What you will do: In full and without deviation, write out the entries that follow.
— start Supplied material —
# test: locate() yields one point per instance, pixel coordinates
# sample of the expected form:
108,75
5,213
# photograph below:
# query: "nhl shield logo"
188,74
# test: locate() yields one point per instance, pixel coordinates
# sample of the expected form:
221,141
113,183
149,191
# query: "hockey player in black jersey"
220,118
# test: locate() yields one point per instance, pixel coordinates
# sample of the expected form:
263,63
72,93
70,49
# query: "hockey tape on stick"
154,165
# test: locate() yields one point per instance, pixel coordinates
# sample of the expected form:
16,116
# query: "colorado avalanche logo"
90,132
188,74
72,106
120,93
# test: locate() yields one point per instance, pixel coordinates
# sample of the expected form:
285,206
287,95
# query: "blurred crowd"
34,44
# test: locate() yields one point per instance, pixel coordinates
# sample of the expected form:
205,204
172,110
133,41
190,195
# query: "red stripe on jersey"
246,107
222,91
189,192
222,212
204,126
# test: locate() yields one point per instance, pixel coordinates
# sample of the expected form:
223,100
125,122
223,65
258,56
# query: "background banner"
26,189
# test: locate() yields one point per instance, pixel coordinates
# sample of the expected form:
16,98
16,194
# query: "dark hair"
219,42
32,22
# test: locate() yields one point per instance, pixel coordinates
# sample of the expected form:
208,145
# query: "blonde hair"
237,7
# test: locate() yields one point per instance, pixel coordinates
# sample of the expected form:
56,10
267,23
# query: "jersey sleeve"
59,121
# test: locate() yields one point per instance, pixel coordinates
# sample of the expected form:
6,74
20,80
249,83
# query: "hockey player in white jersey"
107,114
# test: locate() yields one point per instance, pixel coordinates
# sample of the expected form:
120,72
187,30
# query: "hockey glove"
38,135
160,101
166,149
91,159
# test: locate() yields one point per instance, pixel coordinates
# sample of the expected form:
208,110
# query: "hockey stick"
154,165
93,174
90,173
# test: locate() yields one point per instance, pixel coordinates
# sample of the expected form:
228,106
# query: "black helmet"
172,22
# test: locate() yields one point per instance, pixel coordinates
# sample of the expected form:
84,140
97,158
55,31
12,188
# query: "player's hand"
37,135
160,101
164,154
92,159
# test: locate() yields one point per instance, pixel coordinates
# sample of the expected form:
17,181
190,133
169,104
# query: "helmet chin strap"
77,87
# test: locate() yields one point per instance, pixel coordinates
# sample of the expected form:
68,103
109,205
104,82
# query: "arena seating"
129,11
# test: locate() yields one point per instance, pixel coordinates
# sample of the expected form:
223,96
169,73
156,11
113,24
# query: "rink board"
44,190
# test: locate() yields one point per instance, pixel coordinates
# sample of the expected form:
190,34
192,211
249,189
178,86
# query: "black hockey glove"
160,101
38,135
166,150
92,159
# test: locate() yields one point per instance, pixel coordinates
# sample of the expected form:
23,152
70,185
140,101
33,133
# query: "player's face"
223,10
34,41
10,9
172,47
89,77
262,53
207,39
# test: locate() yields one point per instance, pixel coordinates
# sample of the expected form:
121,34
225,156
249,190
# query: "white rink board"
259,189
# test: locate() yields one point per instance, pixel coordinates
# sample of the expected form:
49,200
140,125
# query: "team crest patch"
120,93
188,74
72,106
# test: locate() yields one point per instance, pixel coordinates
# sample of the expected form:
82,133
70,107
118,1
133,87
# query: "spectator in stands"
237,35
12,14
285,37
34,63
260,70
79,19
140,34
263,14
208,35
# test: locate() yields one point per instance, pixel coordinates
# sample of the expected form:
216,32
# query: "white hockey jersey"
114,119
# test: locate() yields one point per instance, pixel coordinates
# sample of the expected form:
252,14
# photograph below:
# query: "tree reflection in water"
— end Supplied material —
Result of the task:
# test: locate() yields one point per instance, pixel coordinates
# sample of the expected form:
108,75
5,213
# photograph below:
# query: "nhl shield logo"
188,74
# test: locate() yields one point per instance, pixel coordinates
# sample of the expected form:
221,141
113,183
149,191
# query: "hockey player in black jersey"
220,118
# test: locate() yields one point per instance, pixel coordinates
# sample of the expected form:
263,63
72,93
70,49
# query: "hockey tape on stick"
154,165
# test: locate() yields one point per instance, pixel coordinates
# sample of the expected form:
16,116
# query: "colorado avalanche logo"
90,132
188,74
72,106
120,93
# test: locate() yields one point per instance, pixel coordinates
# sample of the expected form:
285,206
287,95
# query: "blurred crowd"
34,44
# test: locate() yields one point per instance, pixel coordinates
# sample of the expected form:
205,204
172,110
133,41
190,195
# query: "red stripe on jersey"
246,107
222,91
189,192
222,212
204,126
# test: locate() yields one point per instance, pixel coordinates
# sample of the expected form:
223,100
125,122
223,65
258,56
# query: "background banner"
26,189
# test: locate() yields one point per instance, pixel coordinates
# sample of the expected form:
16,98
16,194
# query: "dark hair"
219,42
32,22
# test: locate() yields one point per instance, pixel coordinates
# sample of the expected form:
208,145
# query: "blonde hair"
237,7
# test: locate() yields one point per instance, pixel coordinates
# sample of the expected form:
56,10
267,23
# query: "jersey sleeve"
59,121
# test: locate() yields one point per instance, pixel coordinates
# sample of the expected form:
6,74
20,80
249,83
# query: "hockey player in white jersey"
107,114
# test: locate() yields one point per instance, pixel coordinates
# sample of the expected form:
120,72
187,30
# query: "hockey glove"
38,135
160,101
166,149
91,159
# test: locate() yields one point per instance, pixel coordinates
# sample of the expected form:
208,110
# query: "hockey stick"
154,165
93,174
90,173
# test: locate() yields one point per instance, pixel coordinates
# sample of the expected form:
228,106
# query: "black helmet"
172,22
# test: locate() yields one point per instance, pixel coordinates
# sample of the expected form:
84,140
97,158
55,31
12,188
# query: "player's hand"
37,135
160,101
164,154
92,159
# test: locate() yields one point per instance, pixel coordinates
# sample of the expected form:
17,181
190,133
169,104
# query: "helmet chin strap"
77,87
# test: locate() yields one point per instance, pixel coordinates
# sample of the expected form:
68,103
109,205
104,82
# query: "arena seating"
129,11
# test: locate() yields one point per instance, pixel coordinates
# sample of the expected form:
223,96
169,73
156,11
113,24
# query: "rink board"
44,190
# test: locate() yields one point per instance, pixel coordinates
# sample of the expected form:
190,34
192,211
249,189
178,86
# query: "black hockey glove"
160,101
38,135
166,150
92,159
# test: locate() yields one point per instance, pixel coordinates
# sample of the expected form:
23,152
70,185
140,101
33,133
# query: "player's face"
223,10
34,41
10,9
172,47
89,77
262,53
207,39
# test: locate() yields one point per instance, pixel coordinates
# sample of the expected form:
121,34
225,156
249,190
# query: "white rink board"
259,189
# test: locate() yields one point per instance, pixel coordinates
# sample of the expected form:
49,200
140,125
# query: "team crest patch"
120,93
188,74
72,106
# test: locate() yields one point per instance, pixel coordinates
# sample of the expected form:
82,133
70,107
118,1
133,87
# query: "spectator in stands"
237,35
12,14
285,37
34,63
260,70
79,19
140,34
263,14
208,35
# test: locate() yields one point per instance, pixel coordinates
# sample of the expected form:
216,32
# query: "white hockey jersey"
114,119
# test: locate() yields one point per instance, pixel coordinates
# sample of the expected form:
252,14
# photograph below:
# query: "tree reflection in water"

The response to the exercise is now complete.